--- BEGIN INPUT ROWS ---

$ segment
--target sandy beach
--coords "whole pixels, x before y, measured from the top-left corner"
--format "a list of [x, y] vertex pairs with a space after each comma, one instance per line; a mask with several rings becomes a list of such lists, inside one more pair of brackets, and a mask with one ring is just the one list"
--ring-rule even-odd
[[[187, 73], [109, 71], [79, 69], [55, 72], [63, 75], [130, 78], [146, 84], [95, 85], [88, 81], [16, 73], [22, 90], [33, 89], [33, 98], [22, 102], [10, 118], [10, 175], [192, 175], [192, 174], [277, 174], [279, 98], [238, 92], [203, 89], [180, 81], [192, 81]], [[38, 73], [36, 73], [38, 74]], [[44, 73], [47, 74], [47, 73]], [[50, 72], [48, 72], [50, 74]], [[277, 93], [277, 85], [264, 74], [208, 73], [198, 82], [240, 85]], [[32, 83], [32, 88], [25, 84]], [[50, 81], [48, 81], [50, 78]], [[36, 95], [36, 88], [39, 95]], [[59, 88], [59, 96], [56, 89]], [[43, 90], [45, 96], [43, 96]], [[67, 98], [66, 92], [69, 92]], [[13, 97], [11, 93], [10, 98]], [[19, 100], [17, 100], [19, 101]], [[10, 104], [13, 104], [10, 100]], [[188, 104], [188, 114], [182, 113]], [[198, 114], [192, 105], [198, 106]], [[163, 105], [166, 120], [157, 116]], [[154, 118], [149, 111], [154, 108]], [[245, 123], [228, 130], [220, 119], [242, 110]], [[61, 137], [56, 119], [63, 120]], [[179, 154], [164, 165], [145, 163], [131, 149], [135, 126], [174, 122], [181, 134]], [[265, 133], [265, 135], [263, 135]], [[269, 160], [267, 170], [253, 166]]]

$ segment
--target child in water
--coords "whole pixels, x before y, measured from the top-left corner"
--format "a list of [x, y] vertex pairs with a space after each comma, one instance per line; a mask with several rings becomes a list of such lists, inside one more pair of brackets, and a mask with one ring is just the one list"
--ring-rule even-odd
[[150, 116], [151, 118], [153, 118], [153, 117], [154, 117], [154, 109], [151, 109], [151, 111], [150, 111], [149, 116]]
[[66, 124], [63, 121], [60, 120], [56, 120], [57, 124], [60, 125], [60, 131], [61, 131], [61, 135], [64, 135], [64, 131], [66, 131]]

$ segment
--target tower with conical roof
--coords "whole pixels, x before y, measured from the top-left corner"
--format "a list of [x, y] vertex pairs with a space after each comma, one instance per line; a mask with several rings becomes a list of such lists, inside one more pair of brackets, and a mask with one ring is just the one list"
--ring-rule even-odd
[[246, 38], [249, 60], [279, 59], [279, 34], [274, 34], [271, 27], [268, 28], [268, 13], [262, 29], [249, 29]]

--- END INPUT ROWS ---

** WHAT TO WORK ON **
Could you arrange every line of the rows above as a Markdown table with two columns, Line No. and Content, numbering the lines in order and leaving out the blank ones?

** FINAL RESULT **
| Line No. | Content |
|---|---|
| 1 | $ segment |
| 2 | --target sandy beach |
| 3 | --coords "whole pixels, x before y, measured from the top-left corner" |
| 4 | --format "a list of [x, y] vertex pairs with a space after each comma, one instance per line; a mask with several rings becomes a list of such lists, inside one more pair of brackets, and a mask with one ring is just the one list" |
| 5 | --ring-rule even-odd |
| 6 | [[[187, 73], [109, 71], [79, 69], [55, 72], [63, 75], [130, 78], [146, 84], [95, 85], [88, 81], [16, 73], [22, 90], [33, 89], [33, 98], [22, 102], [10, 118], [10, 175], [192, 175], [192, 174], [277, 174], [279, 98], [238, 92], [203, 89], [180, 81], [192, 81]], [[38, 73], [36, 73], [38, 74]], [[44, 73], [47, 74], [47, 73]], [[50, 72], [48, 72], [50, 74]], [[277, 93], [277, 85], [264, 74], [208, 73], [198, 82], [240, 85]], [[32, 83], [32, 88], [25, 84]], [[50, 81], [48, 81], [50, 78]], [[36, 95], [36, 88], [39, 95]], [[59, 88], [59, 96], [56, 89]], [[43, 90], [45, 96], [43, 96]], [[67, 98], [66, 92], [69, 92]], [[13, 97], [11, 93], [10, 98]], [[19, 100], [17, 100], [19, 101]], [[10, 104], [13, 104], [10, 100]], [[188, 104], [188, 114], [182, 113]], [[198, 114], [192, 105], [198, 106]], [[163, 105], [166, 120], [157, 116]], [[154, 118], [149, 111], [154, 108]], [[245, 123], [228, 130], [220, 119], [242, 110]], [[61, 137], [56, 119], [63, 120]], [[179, 154], [164, 165], [145, 163], [131, 149], [135, 126], [174, 122], [181, 134]], [[265, 133], [265, 135], [263, 135]], [[269, 160], [267, 170], [253, 166]]] |
| 7 | $ segment |
| 8 | --target child in water |
| 9 | --coords "whole pixels, x before y, measured from the top-left corner" |
| 10 | --format "a list of [x, y] vertex pairs with a space after each comma, one instance per line; a mask with several rings becomes a list of such lists, inside one more pair of brackets, and a mask with one ring is just the one list" |
| 11 | --ring-rule even-odd |
| 12 | [[150, 116], [151, 118], [153, 118], [153, 117], [154, 117], [154, 109], [151, 109], [151, 111], [150, 111], [149, 116]] |
| 13 | [[66, 124], [63, 121], [60, 120], [56, 120], [57, 124], [60, 125], [60, 131], [61, 131], [61, 135], [64, 135], [64, 131], [66, 131]] |
| 14 | $ segment |
| 15 | --target tower with conical roof |
| 16 | --coords "whole pixels, x before y, measured from the top-left corner" |
| 17 | --format "a list of [x, y] vertex pairs with a space after each comma, one instance per line; a mask with several rings becomes a list of such lists, inside one more pair of brackets, and a mask with one ring is just the one list" |
| 18 | --ring-rule even-odd |
| 19 | [[246, 38], [249, 60], [279, 59], [279, 34], [274, 34], [271, 27], [268, 28], [268, 13], [262, 29], [249, 29]] |